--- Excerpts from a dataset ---
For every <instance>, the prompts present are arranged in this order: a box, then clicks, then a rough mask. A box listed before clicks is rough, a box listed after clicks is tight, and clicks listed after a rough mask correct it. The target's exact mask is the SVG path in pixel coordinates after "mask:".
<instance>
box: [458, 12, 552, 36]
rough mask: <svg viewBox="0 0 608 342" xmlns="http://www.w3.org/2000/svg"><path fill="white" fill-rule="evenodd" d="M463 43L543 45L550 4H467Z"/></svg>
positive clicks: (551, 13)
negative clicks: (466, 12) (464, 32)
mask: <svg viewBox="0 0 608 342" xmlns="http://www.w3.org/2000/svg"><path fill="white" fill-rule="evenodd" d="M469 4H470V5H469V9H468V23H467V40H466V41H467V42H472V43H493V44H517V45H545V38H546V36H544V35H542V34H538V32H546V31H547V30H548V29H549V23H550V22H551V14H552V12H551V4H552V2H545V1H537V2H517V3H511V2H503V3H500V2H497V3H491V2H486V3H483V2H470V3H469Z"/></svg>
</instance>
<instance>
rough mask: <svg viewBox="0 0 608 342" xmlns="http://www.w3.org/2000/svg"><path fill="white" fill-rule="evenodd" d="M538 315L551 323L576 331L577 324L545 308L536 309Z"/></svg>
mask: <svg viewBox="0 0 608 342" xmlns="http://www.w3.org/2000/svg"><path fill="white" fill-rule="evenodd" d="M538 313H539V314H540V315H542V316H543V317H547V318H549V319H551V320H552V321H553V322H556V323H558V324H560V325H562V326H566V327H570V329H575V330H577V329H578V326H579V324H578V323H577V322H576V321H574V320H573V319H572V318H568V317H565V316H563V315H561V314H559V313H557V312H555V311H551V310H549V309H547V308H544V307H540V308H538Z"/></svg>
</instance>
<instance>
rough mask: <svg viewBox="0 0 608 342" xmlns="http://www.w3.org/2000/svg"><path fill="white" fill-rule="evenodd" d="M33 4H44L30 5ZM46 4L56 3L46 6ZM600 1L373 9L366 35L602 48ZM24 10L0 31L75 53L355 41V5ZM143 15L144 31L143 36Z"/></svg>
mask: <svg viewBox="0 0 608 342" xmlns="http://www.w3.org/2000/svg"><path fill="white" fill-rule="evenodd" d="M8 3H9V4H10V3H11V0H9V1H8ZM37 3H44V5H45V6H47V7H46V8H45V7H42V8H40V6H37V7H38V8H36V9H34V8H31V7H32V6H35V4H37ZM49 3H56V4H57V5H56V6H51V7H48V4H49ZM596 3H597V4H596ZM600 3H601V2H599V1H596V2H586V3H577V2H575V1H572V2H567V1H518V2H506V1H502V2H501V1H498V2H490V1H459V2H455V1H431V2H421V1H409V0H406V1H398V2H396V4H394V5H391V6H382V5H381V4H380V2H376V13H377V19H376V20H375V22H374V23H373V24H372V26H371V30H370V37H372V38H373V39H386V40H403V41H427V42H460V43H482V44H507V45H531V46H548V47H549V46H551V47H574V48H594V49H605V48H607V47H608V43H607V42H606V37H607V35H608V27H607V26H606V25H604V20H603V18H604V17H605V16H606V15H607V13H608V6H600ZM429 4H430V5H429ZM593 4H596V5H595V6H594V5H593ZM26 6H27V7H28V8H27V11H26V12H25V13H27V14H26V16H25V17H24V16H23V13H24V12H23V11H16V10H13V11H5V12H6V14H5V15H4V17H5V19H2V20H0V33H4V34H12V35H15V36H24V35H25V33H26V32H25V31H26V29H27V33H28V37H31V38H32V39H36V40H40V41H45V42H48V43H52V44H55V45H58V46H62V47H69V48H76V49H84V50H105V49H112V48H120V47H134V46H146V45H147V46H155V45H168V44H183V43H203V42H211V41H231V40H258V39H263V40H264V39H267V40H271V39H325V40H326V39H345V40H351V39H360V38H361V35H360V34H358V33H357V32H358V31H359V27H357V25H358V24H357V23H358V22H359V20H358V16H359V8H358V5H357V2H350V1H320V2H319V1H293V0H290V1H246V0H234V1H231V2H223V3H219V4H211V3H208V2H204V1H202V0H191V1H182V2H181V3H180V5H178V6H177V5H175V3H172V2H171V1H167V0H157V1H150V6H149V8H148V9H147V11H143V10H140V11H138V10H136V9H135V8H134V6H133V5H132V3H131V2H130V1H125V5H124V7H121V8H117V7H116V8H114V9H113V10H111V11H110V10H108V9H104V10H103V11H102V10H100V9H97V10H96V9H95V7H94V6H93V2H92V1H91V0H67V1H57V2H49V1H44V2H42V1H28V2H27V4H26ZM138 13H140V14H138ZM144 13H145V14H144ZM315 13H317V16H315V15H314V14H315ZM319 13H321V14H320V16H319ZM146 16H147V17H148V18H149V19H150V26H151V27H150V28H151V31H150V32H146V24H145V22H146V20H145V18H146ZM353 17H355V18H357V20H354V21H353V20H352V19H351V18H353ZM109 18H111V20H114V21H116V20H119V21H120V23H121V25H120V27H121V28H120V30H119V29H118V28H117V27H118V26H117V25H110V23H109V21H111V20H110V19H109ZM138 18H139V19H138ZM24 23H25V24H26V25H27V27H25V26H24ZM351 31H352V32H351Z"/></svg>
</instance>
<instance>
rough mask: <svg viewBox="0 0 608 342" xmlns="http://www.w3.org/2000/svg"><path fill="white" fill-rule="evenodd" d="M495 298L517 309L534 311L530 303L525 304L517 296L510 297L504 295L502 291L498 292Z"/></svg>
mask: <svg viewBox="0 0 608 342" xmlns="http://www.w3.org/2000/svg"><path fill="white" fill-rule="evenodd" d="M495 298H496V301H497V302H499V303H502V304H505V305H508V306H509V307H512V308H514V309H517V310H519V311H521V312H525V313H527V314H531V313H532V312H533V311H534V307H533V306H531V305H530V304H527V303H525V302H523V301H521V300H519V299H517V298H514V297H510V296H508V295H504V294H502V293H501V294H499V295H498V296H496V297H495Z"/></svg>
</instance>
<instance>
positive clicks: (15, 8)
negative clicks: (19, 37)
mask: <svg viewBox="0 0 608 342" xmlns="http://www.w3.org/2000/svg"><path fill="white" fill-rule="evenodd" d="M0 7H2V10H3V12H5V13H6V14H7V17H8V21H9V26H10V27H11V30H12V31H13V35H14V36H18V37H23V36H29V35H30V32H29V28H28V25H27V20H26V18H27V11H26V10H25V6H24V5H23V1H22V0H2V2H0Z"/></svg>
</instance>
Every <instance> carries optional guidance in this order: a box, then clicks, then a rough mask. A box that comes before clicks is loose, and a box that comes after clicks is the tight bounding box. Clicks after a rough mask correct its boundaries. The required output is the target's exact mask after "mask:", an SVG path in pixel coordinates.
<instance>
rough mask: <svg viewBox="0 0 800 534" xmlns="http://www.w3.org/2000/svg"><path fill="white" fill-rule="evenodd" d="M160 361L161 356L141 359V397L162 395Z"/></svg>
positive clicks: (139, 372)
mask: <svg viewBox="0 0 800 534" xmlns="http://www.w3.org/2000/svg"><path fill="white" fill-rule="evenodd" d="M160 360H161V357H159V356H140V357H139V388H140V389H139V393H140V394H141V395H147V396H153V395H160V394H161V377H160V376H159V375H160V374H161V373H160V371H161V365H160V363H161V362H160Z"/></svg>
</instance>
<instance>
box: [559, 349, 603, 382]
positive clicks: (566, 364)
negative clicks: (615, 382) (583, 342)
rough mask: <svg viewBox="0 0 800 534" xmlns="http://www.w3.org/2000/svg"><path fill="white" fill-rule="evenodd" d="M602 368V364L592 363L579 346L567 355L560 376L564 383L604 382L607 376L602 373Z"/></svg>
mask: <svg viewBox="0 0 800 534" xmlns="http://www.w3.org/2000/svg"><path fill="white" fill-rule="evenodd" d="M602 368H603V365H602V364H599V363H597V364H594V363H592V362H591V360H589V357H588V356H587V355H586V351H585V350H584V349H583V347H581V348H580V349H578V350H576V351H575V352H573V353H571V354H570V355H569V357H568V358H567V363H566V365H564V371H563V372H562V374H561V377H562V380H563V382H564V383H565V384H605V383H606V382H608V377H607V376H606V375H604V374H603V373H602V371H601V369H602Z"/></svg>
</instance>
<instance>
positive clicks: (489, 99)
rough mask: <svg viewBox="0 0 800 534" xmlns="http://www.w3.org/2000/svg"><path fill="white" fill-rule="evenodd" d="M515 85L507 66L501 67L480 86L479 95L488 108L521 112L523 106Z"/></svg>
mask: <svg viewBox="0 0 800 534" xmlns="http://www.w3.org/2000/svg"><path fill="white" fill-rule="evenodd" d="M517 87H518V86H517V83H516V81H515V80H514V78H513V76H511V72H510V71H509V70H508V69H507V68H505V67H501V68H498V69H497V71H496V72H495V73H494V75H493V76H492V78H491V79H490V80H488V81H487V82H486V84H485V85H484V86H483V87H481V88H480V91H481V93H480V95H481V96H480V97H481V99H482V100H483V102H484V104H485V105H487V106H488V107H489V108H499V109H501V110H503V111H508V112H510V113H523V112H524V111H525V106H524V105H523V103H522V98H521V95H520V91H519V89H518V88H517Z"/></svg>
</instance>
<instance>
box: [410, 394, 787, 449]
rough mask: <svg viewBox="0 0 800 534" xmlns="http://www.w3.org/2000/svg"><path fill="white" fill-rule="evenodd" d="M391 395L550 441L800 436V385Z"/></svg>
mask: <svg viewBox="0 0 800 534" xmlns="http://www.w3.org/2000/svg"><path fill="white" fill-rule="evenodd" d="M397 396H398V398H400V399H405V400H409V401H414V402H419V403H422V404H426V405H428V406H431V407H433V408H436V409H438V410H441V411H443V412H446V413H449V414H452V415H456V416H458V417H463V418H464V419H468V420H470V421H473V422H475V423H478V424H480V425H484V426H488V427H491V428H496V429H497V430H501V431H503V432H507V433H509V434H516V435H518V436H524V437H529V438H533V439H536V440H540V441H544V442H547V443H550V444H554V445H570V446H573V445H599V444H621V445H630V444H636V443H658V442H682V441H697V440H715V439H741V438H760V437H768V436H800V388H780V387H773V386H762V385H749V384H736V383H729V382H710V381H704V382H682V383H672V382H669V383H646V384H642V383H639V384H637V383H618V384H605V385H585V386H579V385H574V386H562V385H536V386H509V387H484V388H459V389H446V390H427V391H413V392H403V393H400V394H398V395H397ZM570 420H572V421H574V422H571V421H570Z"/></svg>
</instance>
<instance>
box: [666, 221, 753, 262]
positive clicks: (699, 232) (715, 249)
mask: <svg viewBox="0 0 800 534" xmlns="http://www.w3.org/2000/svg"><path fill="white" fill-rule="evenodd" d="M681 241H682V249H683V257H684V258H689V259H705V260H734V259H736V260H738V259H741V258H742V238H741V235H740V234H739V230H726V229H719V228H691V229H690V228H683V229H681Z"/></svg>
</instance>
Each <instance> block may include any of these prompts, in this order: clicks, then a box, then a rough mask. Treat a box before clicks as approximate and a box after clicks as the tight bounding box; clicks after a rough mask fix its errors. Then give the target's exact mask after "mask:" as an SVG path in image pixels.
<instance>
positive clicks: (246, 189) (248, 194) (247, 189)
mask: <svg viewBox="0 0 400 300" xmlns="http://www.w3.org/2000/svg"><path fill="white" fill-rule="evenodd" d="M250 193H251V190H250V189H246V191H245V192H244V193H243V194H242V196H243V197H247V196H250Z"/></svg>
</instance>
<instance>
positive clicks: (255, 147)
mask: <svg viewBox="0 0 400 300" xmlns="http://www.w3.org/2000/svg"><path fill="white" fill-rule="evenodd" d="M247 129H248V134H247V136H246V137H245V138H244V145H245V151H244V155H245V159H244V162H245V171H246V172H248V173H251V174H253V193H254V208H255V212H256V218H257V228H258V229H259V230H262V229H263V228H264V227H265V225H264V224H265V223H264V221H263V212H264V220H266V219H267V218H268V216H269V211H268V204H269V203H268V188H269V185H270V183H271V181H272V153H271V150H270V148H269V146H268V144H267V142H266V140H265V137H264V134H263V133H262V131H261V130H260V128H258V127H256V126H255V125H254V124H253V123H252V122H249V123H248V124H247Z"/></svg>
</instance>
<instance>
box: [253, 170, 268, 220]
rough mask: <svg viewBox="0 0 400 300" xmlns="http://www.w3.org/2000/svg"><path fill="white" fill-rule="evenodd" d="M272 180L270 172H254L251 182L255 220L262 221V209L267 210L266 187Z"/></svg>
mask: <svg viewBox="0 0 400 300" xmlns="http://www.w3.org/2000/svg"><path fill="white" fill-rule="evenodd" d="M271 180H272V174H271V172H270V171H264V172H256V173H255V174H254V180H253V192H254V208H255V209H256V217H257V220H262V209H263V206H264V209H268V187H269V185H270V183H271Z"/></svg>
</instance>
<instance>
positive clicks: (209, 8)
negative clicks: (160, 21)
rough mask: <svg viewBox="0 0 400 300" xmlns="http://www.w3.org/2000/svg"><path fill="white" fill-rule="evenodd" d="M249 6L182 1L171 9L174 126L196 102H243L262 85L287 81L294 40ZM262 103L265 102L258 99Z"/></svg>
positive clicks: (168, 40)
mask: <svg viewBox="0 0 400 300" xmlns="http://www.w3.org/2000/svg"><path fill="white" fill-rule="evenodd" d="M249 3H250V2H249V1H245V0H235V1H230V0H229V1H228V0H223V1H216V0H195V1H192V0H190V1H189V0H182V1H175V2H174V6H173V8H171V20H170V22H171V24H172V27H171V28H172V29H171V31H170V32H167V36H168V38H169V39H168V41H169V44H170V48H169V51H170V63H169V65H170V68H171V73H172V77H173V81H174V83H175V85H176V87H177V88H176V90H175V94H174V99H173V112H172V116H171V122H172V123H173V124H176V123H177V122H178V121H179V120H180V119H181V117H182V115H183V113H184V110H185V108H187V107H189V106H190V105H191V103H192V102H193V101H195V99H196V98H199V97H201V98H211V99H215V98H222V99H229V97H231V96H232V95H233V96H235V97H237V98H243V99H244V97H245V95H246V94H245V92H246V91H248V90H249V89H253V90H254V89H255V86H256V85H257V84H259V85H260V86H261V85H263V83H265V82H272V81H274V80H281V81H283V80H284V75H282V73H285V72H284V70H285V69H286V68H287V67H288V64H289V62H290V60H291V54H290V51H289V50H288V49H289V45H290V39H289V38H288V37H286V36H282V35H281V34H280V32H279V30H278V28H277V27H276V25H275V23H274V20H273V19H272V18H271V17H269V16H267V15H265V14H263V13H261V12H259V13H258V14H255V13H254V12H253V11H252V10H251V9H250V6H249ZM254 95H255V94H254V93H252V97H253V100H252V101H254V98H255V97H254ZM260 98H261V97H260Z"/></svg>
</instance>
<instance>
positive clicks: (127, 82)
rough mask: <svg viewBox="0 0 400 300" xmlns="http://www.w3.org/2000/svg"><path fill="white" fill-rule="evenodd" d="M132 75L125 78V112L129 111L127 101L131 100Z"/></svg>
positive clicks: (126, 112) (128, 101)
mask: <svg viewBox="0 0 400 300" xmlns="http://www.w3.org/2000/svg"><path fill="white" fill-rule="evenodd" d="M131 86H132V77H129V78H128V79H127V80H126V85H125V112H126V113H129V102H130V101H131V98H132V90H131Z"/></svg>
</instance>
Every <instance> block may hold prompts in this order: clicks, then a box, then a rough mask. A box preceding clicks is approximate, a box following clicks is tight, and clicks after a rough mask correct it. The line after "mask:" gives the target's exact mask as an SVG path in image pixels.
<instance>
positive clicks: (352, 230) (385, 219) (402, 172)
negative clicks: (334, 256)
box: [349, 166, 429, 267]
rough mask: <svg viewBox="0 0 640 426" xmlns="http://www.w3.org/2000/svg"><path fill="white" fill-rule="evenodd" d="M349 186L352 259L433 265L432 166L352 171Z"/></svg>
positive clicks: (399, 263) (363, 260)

--- TASK TO COMPLETE ---
Restate exactly, and only, every line from the one that contains "186L352 259L433 265L432" through the last line of the records.

--- RESPONSE TO THIS EXERCISE ---
rough mask: <svg viewBox="0 0 640 426" xmlns="http://www.w3.org/2000/svg"><path fill="white" fill-rule="evenodd" d="M349 186L352 259L433 265L432 166L352 171Z"/></svg>
positive clicks: (399, 263) (363, 260)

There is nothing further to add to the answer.